Please go line by line and repeat the data below exactly, with no images.

[Collected data entries]
== Segment start ==
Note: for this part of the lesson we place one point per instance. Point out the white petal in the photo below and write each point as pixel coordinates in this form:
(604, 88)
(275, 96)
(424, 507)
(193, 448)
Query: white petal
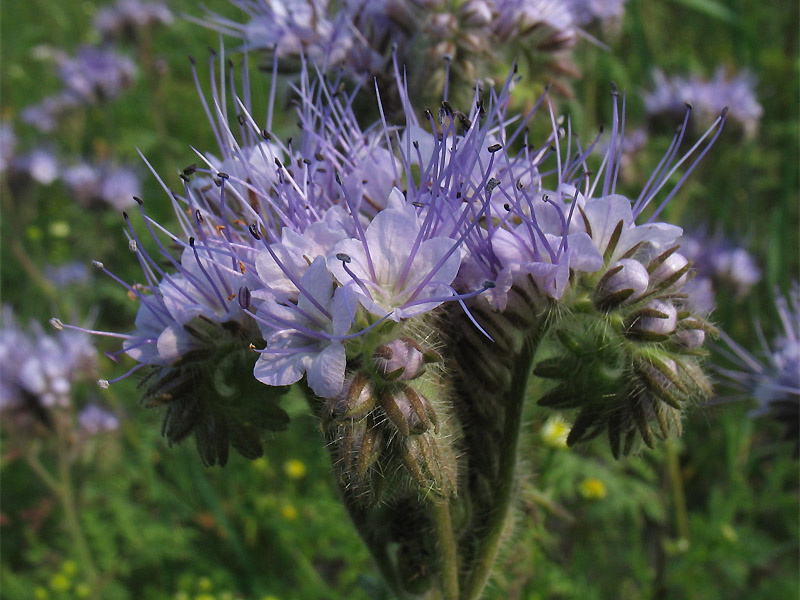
(326, 372)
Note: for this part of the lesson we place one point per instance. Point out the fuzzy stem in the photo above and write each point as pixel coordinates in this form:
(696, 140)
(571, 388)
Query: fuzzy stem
(71, 515)
(440, 511)
(678, 495)
(487, 554)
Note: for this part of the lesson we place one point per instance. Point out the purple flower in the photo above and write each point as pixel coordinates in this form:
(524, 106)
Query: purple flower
(37, 371)
(114, 186)
(707, 97)
(96, 74)
(41, 165)
(94, 419)
(46, 116)
(585, 11)
(724, 263)
(8, 144)
(126, 16)
(305, 246)
(772, 376)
== Segment end ==
**Task result**
Note: for this part of the lesson we place one point per instance. Point out the white petal in the photo below and write each point as pixel coordinates in this form:
(604, 88)
(275, 96)
(424, 507)
(193, 448)
Query: white petal
(326, 372)
Note: for this part of the lesson we place one point per instance. Point out the fuzzy stem in the photo above and write each point as pixel coordinates in this form:
(696, 140)
(571, 388)
Query: fuzzy stem
(71, 515)
(440, 511)
(678, 495)
(487, 554)
Note: for this part of the lesson we place one point per instance. Point out the purple flower in the photo above and write each point as pixel coordinates in this form:
(524, 106)
Query: purple flower
(37, 371)
(114, 186)
(707, 97)
(96, 74)
(41, 165)
(94, 419)
(46, 116)
(585, 11)
(724, 263)
(8, 144)
(126, 16)
(305, 246)
(772, 376)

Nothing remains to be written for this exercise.